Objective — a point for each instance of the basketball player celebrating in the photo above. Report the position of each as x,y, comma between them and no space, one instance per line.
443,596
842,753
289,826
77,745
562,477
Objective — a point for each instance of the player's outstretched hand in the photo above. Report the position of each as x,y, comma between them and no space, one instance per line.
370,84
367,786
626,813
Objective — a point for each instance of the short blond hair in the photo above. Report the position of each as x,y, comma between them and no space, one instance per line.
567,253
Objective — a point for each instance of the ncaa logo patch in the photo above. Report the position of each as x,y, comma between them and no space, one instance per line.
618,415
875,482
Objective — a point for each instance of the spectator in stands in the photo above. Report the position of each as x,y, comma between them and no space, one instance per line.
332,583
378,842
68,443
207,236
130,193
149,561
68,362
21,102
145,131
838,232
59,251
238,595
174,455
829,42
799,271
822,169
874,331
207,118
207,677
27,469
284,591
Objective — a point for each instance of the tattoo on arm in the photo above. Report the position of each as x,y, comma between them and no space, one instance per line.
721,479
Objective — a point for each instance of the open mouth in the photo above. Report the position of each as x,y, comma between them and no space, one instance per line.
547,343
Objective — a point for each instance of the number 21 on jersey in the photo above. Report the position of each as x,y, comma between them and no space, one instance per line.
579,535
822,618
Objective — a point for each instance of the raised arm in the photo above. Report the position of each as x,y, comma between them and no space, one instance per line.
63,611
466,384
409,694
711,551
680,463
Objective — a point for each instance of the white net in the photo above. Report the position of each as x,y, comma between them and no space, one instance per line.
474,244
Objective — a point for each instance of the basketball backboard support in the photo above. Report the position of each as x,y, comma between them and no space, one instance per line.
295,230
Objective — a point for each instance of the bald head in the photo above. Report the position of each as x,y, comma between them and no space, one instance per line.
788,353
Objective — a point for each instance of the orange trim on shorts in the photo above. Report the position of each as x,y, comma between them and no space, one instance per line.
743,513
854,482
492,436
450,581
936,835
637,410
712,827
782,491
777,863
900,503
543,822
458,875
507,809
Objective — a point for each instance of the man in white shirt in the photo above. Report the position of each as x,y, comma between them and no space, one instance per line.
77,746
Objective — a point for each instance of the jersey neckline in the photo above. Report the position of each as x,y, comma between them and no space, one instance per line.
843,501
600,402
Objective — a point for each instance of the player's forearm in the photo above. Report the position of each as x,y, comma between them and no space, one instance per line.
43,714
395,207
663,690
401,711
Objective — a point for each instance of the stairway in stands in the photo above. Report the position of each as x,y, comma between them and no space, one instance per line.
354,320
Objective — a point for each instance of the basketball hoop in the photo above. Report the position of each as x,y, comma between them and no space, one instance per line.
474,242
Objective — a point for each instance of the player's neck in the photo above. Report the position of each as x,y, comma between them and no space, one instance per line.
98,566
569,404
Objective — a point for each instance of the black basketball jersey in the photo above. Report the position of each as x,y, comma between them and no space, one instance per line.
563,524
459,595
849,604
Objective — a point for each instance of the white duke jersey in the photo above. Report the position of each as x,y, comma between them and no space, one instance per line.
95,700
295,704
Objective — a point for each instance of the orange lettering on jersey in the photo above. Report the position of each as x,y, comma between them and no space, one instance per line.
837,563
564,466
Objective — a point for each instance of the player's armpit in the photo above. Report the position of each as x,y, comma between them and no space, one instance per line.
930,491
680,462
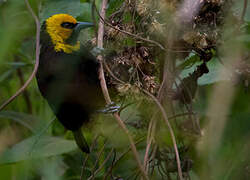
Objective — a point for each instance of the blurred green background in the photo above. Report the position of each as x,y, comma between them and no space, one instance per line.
33,145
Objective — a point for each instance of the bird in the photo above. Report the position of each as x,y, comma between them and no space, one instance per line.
67,75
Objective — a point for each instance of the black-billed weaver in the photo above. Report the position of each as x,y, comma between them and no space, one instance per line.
68,74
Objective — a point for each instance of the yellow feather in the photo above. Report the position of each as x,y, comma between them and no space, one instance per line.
59,34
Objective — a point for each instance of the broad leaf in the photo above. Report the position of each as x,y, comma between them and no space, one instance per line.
35,147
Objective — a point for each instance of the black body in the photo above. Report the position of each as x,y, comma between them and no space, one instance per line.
69,82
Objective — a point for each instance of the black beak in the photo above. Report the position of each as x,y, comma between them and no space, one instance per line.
79,26
82,25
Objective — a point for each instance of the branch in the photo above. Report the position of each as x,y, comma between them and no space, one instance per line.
21,90
130,34
106,93
244,11
170,130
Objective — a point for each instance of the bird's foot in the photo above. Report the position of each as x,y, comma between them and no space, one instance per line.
98,51
110,108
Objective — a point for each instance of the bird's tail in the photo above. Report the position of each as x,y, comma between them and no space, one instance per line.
81,141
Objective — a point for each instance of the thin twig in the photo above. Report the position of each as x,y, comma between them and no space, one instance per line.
130,34
105,89
87,156
98,158
111,167
21,90
170,130
101,166
244,11
25,92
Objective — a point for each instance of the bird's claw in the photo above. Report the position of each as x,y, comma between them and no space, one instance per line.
98,51
110,108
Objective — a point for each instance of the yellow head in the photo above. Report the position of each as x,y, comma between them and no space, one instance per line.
62,27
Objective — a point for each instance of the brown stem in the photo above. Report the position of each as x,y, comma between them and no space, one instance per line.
21,90
105,89
170,130
25,93
244,11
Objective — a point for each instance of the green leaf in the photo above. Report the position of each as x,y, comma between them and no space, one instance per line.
189,61
212,76
24,119
33,148
72,7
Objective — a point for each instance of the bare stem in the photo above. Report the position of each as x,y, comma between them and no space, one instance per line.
21,90
170,130
105,89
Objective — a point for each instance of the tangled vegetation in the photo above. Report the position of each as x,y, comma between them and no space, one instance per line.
180,70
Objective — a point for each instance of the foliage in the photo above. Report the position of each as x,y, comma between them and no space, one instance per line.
206,65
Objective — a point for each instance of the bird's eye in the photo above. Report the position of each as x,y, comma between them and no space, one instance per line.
68,25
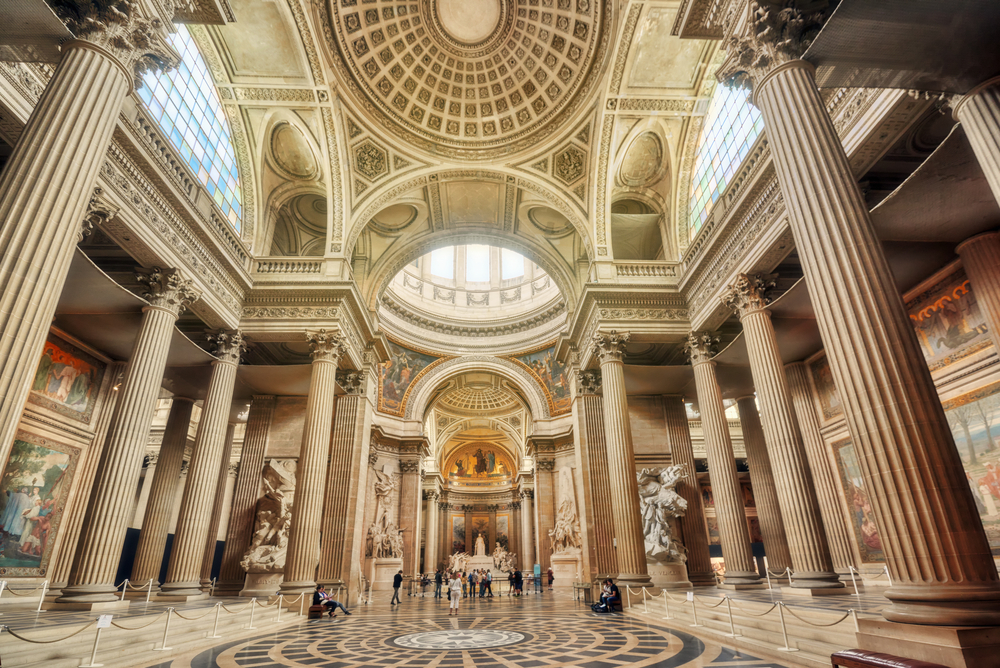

[THE PROBLEM]:
Give back every record above exactly as written, skipping each picture.

[WRITTEN SOLUTION]:
Objective — a point for each instance of the basketball player celebrating in the photo above. Report the position of each as x,y, comma between them and no space, one instance per line.
443,596
842,753
289,826
77,745
562,477
Objective — a point for each instance of the player's outstretched hand in the photo above. Report the position of each as x,y, comma between them and no space, one instance per line.
370,84
367,786
626,813
Objective — a point for each instance of the short blond hair in the photo above. Report the position of each as x,y, comma between them and no space, one instance per line.
567,253
Objective — a point for each instance of the ncaa logo patch in the photo above. Report the position of each as x,y, comma between them and no space, one instance per line.
618,415
875,482
Objective — a point for each instance of the spectator in stands in the photo above. Report the position of each as x,y, comma between them and no space, one instance per line.
332,583
378,842
68,443
207,236
130,193
149,561
68,362
21,102
145,131
838,232
59,251
238,595
174,455
829,42
799,271
822,169
874,331
207,118
207,677
27,469
284,591
Objective — a point for each instance of the tattoo on arm in the photo above. Report the position of each as x,y, comma between them and no space, one instance per line.
721,479
Objective — a point for each instance of the open mouth in the photo above. Report the position of each as x,y, comma between them and no space, one instance per line.
547,343
Objective — a point for each instance of the number 21 on jersey in the photo above. Report the position of each as x,y, comma between them and no space, one instance per line.
579,535
822,618
Objective — a point for each instance of the raised arm in the photo above. Report the position of each as x,y, comma between them and no space, one instance per line.
63,611
466,384
409,694
711,551
680,463
Objective — a point for each instance of the white net in the photo above. Report the position of each as x,y, comma between them and no space, one instance per line.
474,244
Objective — a point for each instance of the basketball backboard support in the photo above. Report the position of each as x,y, comma between them and no space, one instance per line.
295,230
Objective — a point for each instance of the bald head in the photo above. Report the position of each as x,y, comma between them and no space, one instance per line.
788,353
Objective — a point for each instance of the orange trim on shorts in the photo above. Report the position of each as x,y, comma between them and no space, one instance per line.
743,513
854,482
492,436
450,581
936,835
637,410
712,827
782,491
777,863
900,503
543,822
458,875
507,809
Objective — a point for each instance of the man in white shirt in the photo above. Report the position of each as x,y, comma between them and no space, one instance per line.
77,746
Objective — a point for each instance of the jersey neckline in the photo above. Report the position of each as x,y, comma between them and no space, one instance per line.
843,501
600,402
Objective — a point for each instance of the player's forearm in the photo above. Report the position of each as x,y, comma between them and no space, one instance per line.
43,714
395,207
663,690
401,711
Objective — a point for each instance of the stairway in stands in the photo above. Report the position of each as x,y, comma between them and no space, one instance per line.
354,320
Objective — a point for each instance of the basketball hoop in the photo above. Report the position of each as x,y, comma between them and no space, one instance per line.
474,242
Objective — a point for each instance of the player's neck in the photo above. Report the position of each as x,y, comma between them and no space, one instance per line.
98,566
569,404
Objective — a point for each instance of the black basketball jersey in the photo above. Report the position of each as x,y, comma between them and no space, one instance per line.
563,524
459,595
849,604
Objective — a point for each instance of the white duke jersey in the photo above. Report the position of each as x,y, comma between them and no space, one instance per line.
95,700
295,704
Objective — a point for each instance of the orange lettering on jersey in the photo above. Report the position of each as x,y, comma between them and no space, one instance per line.
837,563
564,466
Objective — a point for each instance of the player's armpit in the photo above. Report the position of each as x,y, comma between them and no space, one instance per line.
930,491
680,462
Objective — a point for each instance of the blurred green background in the photo above. Report the position of each as x,y, comma between them and no space, one instance per line.
33,145
Objective — a point for each instance of the bird in the photo above. Report the position of each as x,y, comma between them and no space, one instance per line.
67,75
Objective — a point for each instance of the black-billed weaver in the photo above. Report the position of each as x,y, comma between them and no space, one instance per line.
68,74
Objective — a point for each instance of the yellow feather in the photo above. Report the position of each as x,y, comma between them and no space, one instance per line.
59,34
Objective — a point for each instance of the broad leaf in the photo above. Report the position of each as x,y, comma between them and no space, one instance per line.
35,147
Objective — a point for each instance of the black body in the photo above. Report the position of each as x,y, comma between them and no space, one instance per line.
69,82
Objective — a point for each instance of the black beak in the photo above. Report the position of each as x,y, comma between them and no space, one instance per line.
79,26
82,25
Objective — a point for each instance of the branch in the photo above. Report the position of each as x,y, comma between them and no space, one instance per line.
21,90
130,34
106,93
244,11
170,130
Objective — a point for each instance of the bird's foot in the photo above. Report the position of each as x,y, comma between them and no space, one instance per line.
98,51
110,108
Objective — a point for each instance of the bird's tail in the photo above. Report the position of each as x,y, comma between them and no space, one instance per line.
81,141
Objective — a point for each instance of the thin twig in the photo above. Report the position of each as x,y, comma between them and no space, one instance per line.
130,34
105,89
87,156
98,158
111,167
21,90
170,130
101,166
244,11
25,92
Objective — a point for each instance of the bird's claw in the photo above. Report the position of each as x,y, comma between them and no space, one instance per line.
98,51
110,108
Objective — a point for each instance of the yellow head in the photo above. Report the position of each as x,y, comma between them and no space, one instance per line.
62,27
Objective — a point for each instance of the brown stem in the photo above. Report the position of each as x,y, comma between them and no space, one instance per line.
21,90
105,89
170,130
25,93
244,11
Objective — a point for each instance of the green leaf in the photo above. Report the position of each as x,y, comma between them and no space, one instance per line.
189,61
212,76
24,119
33,148
72,7
Objective — a point for each instance of the bare stem in the photo above. Report the position of each as x,y, comma between them and no space, one instance per line.
21,90
170,130
105,89
Objective — a point for each instance of the tangled vegetation in the photo above. Report the position of each as x,y, comma between them and no space, one instance per line.
180,70
Objective — a point for each instance of the foliage in the photo above. Report the position of each as x,y, comma between them and no space, one instance per line.
206,65
Objective — a point for each instance of the bird's eye in the photo above. Report the position of each as x,y, comma between them and no space, one instance per line.
68,25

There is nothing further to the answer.